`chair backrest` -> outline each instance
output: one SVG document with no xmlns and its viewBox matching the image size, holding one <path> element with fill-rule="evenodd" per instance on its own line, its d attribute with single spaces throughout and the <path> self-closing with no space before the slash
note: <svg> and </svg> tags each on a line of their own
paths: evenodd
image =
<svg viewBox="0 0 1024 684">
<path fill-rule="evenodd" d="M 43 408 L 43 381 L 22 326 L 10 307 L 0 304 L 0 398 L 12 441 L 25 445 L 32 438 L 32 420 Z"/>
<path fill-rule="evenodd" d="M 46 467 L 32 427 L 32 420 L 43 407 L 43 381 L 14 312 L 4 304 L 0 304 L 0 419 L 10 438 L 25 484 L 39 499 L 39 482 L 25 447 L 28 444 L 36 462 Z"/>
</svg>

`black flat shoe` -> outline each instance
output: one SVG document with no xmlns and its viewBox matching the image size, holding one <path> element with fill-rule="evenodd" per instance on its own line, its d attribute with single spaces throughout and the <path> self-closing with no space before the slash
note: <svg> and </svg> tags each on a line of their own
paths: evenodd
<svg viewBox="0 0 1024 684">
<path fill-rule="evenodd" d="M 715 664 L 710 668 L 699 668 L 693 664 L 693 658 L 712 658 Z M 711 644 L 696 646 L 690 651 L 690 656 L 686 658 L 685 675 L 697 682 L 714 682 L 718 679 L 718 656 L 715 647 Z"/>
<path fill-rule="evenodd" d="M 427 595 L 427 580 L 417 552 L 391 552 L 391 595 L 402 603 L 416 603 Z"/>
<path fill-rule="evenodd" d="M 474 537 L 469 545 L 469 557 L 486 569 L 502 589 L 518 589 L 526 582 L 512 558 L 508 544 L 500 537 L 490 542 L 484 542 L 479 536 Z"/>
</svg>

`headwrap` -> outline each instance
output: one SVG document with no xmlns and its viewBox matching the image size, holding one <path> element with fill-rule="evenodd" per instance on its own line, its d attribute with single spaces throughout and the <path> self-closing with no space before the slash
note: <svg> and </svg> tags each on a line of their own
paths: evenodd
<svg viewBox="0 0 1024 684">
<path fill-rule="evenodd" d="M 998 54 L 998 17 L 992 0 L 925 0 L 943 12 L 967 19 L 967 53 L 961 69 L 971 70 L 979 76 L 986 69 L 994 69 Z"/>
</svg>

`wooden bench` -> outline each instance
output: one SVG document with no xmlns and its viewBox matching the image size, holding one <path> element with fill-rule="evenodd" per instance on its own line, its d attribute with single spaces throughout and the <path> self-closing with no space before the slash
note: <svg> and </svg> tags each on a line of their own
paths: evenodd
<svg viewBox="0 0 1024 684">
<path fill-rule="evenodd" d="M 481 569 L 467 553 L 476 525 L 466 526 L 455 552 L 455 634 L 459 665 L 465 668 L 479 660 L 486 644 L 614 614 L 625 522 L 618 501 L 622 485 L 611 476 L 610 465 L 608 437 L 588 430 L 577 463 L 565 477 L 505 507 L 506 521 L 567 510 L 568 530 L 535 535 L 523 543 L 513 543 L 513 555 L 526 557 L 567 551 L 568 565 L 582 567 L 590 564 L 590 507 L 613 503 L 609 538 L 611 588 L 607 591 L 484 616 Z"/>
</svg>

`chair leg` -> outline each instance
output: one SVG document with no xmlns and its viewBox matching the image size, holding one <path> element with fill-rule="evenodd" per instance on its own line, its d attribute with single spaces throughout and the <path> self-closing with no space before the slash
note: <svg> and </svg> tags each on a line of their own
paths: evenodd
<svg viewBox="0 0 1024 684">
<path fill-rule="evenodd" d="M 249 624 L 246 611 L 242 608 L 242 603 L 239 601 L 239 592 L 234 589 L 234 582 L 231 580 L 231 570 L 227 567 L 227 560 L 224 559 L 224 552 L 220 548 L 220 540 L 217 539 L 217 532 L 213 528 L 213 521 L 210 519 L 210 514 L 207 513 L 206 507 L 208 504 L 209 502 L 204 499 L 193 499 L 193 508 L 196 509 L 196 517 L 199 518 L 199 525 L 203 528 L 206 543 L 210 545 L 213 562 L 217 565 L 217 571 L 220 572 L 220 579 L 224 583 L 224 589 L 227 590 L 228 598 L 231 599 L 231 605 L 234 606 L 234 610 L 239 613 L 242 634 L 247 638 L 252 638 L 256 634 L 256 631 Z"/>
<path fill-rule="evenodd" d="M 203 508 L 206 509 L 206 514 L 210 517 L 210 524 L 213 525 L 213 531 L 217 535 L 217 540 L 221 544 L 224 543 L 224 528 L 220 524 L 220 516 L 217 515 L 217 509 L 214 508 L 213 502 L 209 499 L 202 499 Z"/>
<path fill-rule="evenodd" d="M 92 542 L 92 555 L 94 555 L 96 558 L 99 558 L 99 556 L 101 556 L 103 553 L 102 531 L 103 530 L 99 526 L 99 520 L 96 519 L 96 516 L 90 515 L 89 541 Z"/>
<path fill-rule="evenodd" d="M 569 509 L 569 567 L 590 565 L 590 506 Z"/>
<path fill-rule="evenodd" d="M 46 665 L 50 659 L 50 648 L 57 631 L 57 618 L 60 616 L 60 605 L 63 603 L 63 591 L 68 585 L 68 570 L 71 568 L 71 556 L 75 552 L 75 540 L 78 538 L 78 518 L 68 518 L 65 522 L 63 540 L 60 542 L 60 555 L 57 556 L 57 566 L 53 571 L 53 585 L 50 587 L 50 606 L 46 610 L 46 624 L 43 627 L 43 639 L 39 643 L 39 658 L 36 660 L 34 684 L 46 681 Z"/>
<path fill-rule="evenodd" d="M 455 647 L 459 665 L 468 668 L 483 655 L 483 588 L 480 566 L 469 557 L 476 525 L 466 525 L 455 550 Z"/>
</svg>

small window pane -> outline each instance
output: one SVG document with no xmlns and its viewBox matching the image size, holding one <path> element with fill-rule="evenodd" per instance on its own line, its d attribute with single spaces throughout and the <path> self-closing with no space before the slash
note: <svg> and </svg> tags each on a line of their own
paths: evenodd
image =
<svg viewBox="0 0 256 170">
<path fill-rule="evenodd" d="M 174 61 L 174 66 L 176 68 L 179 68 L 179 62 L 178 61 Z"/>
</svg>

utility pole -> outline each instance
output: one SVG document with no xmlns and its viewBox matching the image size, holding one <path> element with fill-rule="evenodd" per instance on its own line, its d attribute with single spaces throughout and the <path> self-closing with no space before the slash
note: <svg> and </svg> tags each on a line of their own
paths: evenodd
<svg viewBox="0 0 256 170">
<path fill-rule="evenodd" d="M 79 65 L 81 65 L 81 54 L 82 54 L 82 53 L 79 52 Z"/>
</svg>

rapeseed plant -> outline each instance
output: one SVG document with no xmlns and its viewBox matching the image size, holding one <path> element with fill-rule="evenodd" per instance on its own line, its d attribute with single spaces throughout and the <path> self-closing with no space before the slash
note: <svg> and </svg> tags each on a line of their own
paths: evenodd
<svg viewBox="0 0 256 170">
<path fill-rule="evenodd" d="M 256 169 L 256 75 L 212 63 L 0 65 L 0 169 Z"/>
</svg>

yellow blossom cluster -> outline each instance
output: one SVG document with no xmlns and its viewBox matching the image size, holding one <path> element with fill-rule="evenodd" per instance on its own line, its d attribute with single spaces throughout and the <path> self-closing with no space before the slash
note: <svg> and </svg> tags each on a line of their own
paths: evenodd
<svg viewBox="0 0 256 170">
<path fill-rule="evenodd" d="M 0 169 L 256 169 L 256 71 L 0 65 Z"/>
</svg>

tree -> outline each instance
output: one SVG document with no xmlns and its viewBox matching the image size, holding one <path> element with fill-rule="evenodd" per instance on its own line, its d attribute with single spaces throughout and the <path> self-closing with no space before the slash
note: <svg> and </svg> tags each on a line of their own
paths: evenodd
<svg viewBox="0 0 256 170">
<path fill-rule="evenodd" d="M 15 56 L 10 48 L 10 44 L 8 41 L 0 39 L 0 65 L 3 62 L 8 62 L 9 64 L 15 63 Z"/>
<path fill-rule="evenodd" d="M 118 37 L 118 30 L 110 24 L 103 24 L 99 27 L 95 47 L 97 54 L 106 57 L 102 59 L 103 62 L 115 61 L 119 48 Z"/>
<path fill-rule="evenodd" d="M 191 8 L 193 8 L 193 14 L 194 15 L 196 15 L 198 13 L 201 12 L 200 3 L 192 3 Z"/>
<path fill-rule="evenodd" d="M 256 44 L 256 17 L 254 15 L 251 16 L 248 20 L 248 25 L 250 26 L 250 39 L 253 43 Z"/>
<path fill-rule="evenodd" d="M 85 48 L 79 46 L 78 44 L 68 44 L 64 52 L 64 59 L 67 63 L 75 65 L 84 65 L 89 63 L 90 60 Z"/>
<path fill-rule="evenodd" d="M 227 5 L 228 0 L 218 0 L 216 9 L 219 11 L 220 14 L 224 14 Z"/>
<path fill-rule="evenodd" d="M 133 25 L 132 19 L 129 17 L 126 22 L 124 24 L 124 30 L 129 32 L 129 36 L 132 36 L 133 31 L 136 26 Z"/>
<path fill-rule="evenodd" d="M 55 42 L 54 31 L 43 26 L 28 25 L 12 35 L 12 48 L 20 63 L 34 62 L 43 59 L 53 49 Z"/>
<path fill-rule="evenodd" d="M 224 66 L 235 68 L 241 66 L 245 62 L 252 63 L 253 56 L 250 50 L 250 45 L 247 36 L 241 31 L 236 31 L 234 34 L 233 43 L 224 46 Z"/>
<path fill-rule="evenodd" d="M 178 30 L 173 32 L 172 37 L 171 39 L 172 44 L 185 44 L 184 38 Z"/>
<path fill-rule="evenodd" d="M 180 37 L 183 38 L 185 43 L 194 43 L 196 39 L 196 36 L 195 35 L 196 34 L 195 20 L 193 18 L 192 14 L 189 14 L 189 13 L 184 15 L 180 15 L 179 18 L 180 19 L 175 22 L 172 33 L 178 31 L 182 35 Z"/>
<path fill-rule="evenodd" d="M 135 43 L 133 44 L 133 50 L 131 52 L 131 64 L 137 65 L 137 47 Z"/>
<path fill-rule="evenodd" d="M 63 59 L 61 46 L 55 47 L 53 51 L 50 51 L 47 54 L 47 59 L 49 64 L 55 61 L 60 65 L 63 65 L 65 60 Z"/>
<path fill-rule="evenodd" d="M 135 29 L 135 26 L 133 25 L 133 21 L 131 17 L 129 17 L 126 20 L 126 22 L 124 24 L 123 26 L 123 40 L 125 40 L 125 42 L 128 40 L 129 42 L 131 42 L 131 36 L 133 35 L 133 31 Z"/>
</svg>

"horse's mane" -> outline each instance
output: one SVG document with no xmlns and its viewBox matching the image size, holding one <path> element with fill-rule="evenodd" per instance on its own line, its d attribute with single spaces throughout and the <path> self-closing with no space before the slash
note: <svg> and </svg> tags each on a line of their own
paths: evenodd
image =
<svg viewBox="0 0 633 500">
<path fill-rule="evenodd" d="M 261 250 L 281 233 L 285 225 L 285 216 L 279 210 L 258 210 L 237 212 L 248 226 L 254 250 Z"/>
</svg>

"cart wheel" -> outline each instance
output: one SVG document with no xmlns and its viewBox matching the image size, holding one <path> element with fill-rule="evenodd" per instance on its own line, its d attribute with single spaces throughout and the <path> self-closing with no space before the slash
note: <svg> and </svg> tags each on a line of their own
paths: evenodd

Exercise:
Pull out every line of the rows above that contains the word "chair".

Response to this task:
`chair backrest` -> outline each instance
`chair leg` -> outline each instance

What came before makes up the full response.